## [Records for this exercise]
↓

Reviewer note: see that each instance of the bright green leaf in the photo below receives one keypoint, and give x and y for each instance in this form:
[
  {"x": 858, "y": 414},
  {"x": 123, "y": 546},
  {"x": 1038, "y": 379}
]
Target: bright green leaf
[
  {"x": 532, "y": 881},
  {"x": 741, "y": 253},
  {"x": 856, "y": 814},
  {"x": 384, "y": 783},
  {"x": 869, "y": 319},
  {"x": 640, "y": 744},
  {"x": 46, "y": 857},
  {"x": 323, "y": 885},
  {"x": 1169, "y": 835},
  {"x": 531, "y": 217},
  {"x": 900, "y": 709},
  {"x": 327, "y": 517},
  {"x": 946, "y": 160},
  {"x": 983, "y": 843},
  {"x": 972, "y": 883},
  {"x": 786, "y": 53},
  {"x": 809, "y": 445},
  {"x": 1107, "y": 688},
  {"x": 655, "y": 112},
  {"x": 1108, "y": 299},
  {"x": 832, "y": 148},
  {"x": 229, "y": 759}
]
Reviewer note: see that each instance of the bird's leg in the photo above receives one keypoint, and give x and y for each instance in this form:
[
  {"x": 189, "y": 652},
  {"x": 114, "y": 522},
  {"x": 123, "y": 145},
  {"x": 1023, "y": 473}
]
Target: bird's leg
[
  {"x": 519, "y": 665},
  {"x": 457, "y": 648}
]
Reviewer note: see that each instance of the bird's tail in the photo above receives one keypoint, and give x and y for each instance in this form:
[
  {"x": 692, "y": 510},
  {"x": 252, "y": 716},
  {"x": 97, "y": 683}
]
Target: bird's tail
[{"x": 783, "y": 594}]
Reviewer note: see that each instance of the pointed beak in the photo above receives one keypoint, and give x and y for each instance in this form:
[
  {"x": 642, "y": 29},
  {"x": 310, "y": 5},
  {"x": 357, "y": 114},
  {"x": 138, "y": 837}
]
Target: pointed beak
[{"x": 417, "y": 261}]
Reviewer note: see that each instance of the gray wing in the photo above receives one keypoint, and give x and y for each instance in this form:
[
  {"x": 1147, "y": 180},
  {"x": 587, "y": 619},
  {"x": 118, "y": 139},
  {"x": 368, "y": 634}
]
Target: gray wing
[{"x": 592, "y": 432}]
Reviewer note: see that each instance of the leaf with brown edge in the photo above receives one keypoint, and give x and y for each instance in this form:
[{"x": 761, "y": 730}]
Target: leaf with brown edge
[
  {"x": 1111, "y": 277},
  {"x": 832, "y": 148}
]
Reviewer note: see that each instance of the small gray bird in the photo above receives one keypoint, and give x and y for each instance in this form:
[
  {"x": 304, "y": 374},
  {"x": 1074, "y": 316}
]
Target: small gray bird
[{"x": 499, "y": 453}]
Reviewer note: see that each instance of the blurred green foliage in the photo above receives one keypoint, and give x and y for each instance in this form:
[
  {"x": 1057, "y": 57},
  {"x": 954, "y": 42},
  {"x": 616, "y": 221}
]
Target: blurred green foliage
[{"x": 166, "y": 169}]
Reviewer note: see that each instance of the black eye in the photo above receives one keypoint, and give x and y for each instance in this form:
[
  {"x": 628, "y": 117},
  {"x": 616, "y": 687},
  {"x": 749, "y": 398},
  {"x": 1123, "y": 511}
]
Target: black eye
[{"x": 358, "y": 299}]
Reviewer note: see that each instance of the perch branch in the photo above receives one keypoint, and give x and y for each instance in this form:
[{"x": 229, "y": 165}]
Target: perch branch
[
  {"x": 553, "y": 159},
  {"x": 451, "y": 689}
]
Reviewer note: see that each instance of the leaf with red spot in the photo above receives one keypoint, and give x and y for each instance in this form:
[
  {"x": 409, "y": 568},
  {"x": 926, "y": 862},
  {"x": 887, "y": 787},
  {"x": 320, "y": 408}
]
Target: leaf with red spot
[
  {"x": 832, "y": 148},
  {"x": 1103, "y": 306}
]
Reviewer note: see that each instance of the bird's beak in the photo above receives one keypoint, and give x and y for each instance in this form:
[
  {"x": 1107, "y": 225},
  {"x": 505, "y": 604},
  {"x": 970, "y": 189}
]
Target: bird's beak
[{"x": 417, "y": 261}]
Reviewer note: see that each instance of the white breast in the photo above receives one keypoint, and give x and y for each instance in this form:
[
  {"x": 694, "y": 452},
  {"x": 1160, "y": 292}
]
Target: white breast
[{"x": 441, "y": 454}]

↑

## [Instruction]
Update the items above by replacing each "Reviewer note" with "Annotator note". Leave every other line unchanged.

## [The output]
Annotator note: see that each instance of the bright green leaf in the photo below receives one keypoint, and give x and y for each instance in this form:
[
  {"x": 858, "y": 414},
  {"x": 123, "y": 546},
  {"x": 1038, "y": 379}
]
Target: bright green leaf
[
  {"x": 532, "y": 881},
  {"x": 741, "y": 253},
  {"x": 856, "y": 814},
  {"x": 384, "y": 783},
  {"x": 869, "y": 319},
  {"x": 640, "y": 744},
  {"x": 46, "y": 857},
  {"x": 323, "y": 885},
  {"x": 1169, "y": 835},
  {"x": 531, "y": 217},
  {"x": 900, "y": 709},
  {"x": 327, "y": 517},
  {"x": 946, "y": 160},
  {"x": 983, "y": 843},
  {"x": 972, "y": 883},
  {"x": 786, "y": 53},
  {"x": 809, "y": 445},
  {"x": 1107, "y": 688},
  {"x": 655, "y": 112},
  {"x": 1108, "y": 299},
  {"x": 832, "y": 148},
  {"x": 229, "y": 759}
]
Annotator note: see that each instance of the bird's leg in the photo above receives one keypoint, and give x and y for each instance in this form:
[
  {"x": 189, "y": 652},
  {"x": 114, "y": 522},
  {"x": 123, "y": 145},
  {"x": 1023, "y": 473}
]
Target: bird's leg
[
  {"x": 519, "y": 665},
  {"x": 457, "y": 648}
]
Annotator note: see that each instance of the bird's tail in the photo above receives one keypoint, and give x and y for each instance in this form:
[
  {"x": 692, "y": 510},
  {"x": 252, "y": 716},
  {"x": 97, "y": 683}
]
Target: bird's tail
[{"x": 783, "y": 594}]
Annotator note: see that each instance of the pointed beak in the photo above receives one keypoint, and give x and y for each instance in this form:
[
  {"x": 642, "y": 29},
  {"x": 310, "y": 5},
  {"x": 357, "y": 114},
  {"x": 138, "y": 837}
]
Target: pointed beak
[{"x": 417, "y": 261}]
Annotator note: see that each instance of the gray wing in the photo above receives one keypoint, and give x and y for each instance in this form:
[
  {"x": 1147, "y": 180},
  {"x": 587, "y": 619},
  {"x": 118, "y": 139},
  {"x": 368, "y": 634}
]
Target: gray wing
[{"x": 592, "y": 432}]
Annotator note: see that each instance of the leaf with brown edge in the photo above receives one keypoint, and give x and y for each instance in this form:
[{"x": 761, "y": 730}]
Target: leaf with brown edge
[
  {"x": 1111, "y": 277},
  {"x": 832, "y": 148}
]
Annotator note: see that each instance of the small gray bird in the photo above receives one keypoint, and give x and y for each instance in this form:
[
  {"x": 304, "y": 374},
  {"x": 1074, "y": 316}
]
Target: small gray bird
[{"x": 499, "y": 453}]
Annotator note: see that each instance of the blurred green foliage in the photo above receives one keypoint, and give x and y for each instance in this form:
[
  {"x": 1057, "y": 57},
  {"x": 954, "y": 42},
  {"x": 616, "y": 221}
]
Target: blurred green foliage
[{"x": 166, "y": 169}]
Annotator note: see that each instance of the black eye in the photo above receives one keypoint, and give x and y for each instance in this form:
[
  {"x": 628, "y": 117},
  {"x": 616, "y": 687},
  {"x": 749, "y": 398},
  {"x": 1123, "y": 511}
]
Target: black eye
[{"x": 358, "y": 299}]
Annotator note: see that each instance of the perch branch in the photo above receives one keypoint, and give x and y for each instance in this form:
[{"x": 229, "y": 165}]
Target: perch branch
[
  {"x": 553, "y": 159},
  {"x": 451, "y": 689}
]
Annotator note: see that each instance of the leaf with red spot in the photo above receives one keypoint, and give x and y for each instance in this form:
[
  {"x": 409, "y": 568},
  {"x": 926, "y": 862},
  {"x": 887, "y": 787},
  {"x": 320, "y": 408}
]
Target: leaf with red spot
[
  {"x": 832, "y": 148},
  {"x": 1103, "y": 306}
]
Annotator note: see that each instance of the bird's beak in the photo above receives one keypoint, and give x and y for each instance in this form:
[
  {"x": 1107, "y": 225},
  {"x": 505, "y": 604},
  {"x": 970, "y": 189}
]
Target: bird's beak
[{"x": 417, "y": 261}]
Annotator note: see that each instance of the white breast in the photo above receives one keypoint, and give x and y for each instance in this form:
[
  {"x": 694, "y": 452},
  {"x": 1160, "y": 292}
]
Target: white breast
[{"x": 441, "y": 454}]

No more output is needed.